» **YOUR ASSIGNMENT**
Each line containing the word "with" must be copied from the material below.

» **RECORDS**
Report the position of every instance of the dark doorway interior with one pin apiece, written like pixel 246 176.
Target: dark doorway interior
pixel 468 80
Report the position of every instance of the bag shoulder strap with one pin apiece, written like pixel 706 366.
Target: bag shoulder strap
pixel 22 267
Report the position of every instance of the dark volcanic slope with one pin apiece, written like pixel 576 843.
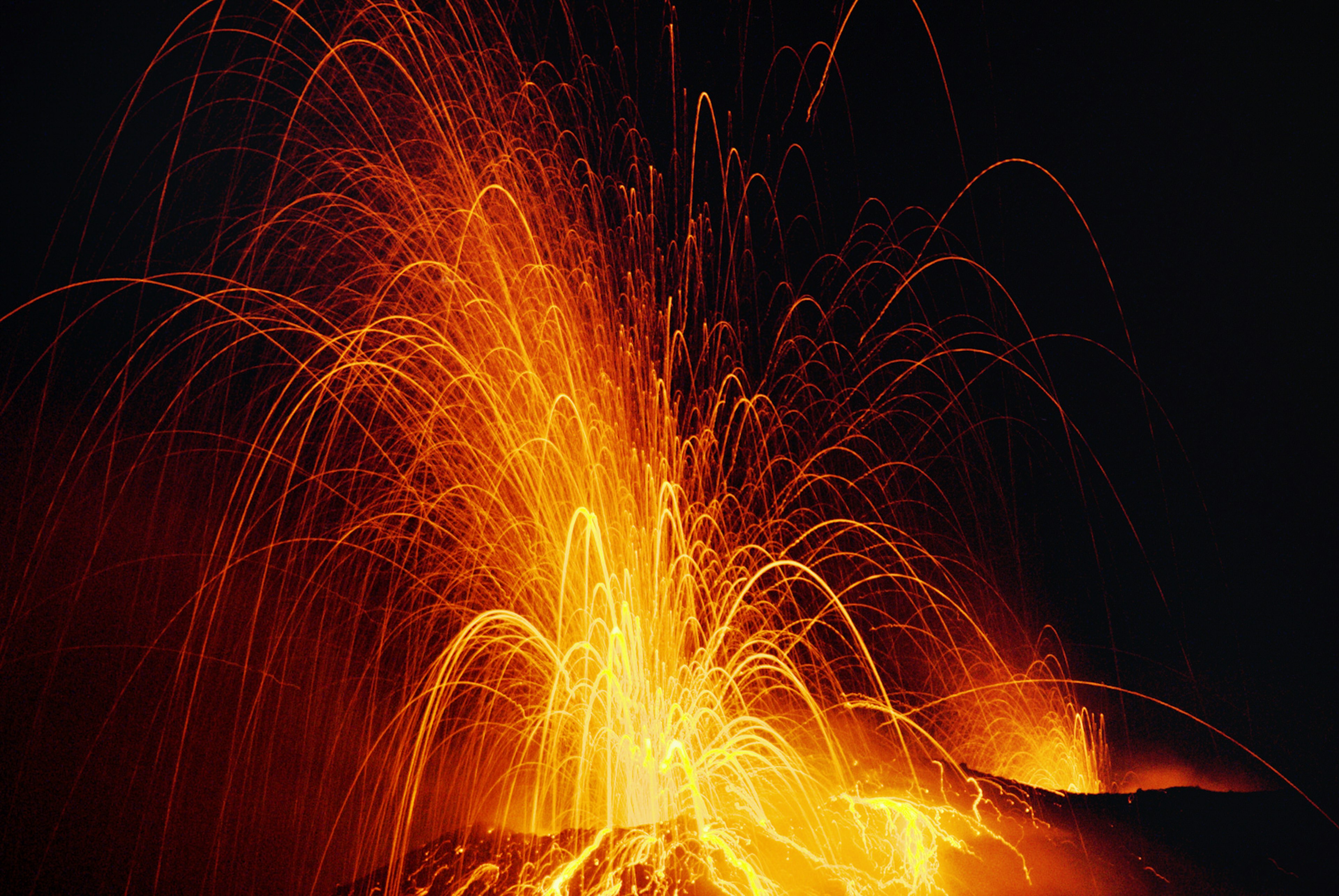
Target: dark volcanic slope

» **EXPECTED OUTPUT**
Report the position of every instance of the dark doorway interior with one pin apiece, written like pixel 246 176.
Report the position of every instance of the bag shoulder strap with one pin apiece, written like pixel 706 366.
Report the position of every instance of the dark volcanic slope with one pin apiece, written like pixel 576 843.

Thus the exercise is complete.